(Named object pointing entries)
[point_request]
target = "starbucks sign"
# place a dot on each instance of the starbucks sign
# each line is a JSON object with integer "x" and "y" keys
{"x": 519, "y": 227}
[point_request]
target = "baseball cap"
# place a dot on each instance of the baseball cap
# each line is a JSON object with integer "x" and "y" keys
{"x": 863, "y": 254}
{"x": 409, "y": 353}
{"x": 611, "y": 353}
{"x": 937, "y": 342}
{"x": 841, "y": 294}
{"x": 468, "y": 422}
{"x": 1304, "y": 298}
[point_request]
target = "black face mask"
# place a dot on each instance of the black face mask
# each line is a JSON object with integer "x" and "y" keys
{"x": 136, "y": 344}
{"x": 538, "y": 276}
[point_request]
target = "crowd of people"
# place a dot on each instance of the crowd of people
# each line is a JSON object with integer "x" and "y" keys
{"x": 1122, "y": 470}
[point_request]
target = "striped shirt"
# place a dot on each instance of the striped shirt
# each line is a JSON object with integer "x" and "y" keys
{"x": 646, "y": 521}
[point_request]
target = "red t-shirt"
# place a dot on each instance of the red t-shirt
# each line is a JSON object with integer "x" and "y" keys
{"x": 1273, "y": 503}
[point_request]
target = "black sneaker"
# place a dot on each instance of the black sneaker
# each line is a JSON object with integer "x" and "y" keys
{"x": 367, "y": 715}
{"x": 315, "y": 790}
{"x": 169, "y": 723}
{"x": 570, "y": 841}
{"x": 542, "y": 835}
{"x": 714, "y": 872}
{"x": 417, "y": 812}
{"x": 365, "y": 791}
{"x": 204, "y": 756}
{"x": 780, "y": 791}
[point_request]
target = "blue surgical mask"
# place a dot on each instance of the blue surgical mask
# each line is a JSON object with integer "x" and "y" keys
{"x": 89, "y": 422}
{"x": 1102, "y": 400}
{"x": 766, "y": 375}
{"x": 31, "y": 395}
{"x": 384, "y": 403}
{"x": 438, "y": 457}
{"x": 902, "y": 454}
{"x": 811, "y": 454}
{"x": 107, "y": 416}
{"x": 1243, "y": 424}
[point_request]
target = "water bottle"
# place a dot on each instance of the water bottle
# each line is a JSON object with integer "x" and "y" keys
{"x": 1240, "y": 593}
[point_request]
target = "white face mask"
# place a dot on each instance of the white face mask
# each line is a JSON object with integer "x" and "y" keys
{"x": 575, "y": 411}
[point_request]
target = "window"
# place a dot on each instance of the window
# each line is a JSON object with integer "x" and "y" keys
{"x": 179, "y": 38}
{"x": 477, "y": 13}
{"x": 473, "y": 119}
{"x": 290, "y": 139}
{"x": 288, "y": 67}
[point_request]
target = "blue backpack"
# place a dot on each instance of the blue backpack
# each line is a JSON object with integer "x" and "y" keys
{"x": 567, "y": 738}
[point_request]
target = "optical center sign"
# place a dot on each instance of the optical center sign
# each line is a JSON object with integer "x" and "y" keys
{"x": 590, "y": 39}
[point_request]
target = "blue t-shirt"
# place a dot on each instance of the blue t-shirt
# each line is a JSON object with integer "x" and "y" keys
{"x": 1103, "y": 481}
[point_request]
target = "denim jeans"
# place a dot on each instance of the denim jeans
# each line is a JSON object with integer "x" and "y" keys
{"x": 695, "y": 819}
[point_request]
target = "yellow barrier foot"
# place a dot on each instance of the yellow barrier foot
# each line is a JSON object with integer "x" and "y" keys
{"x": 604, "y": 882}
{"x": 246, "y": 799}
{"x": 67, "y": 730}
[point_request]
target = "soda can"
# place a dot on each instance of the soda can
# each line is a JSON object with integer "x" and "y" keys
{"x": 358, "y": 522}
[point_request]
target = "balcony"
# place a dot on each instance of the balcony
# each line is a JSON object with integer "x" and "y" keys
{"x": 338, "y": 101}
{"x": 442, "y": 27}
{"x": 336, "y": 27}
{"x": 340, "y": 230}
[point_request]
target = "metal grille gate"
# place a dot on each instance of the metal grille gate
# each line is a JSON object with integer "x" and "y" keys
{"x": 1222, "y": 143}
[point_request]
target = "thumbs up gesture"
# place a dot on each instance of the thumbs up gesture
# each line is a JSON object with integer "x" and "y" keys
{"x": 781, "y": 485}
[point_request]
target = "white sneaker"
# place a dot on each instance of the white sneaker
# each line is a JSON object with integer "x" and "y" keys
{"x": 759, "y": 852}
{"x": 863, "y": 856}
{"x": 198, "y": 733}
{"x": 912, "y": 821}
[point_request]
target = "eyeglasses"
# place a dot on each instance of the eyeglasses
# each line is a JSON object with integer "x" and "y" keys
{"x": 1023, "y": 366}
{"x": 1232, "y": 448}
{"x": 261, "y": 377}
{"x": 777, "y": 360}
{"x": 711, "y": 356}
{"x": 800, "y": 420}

- What to do:
Show every line of the material above that contains the word "yellow", and treat uppercase and lowercase as different.

- Final result:
target = "yellow barrier foot"
# place a dot on each instance of the yellow barrier foot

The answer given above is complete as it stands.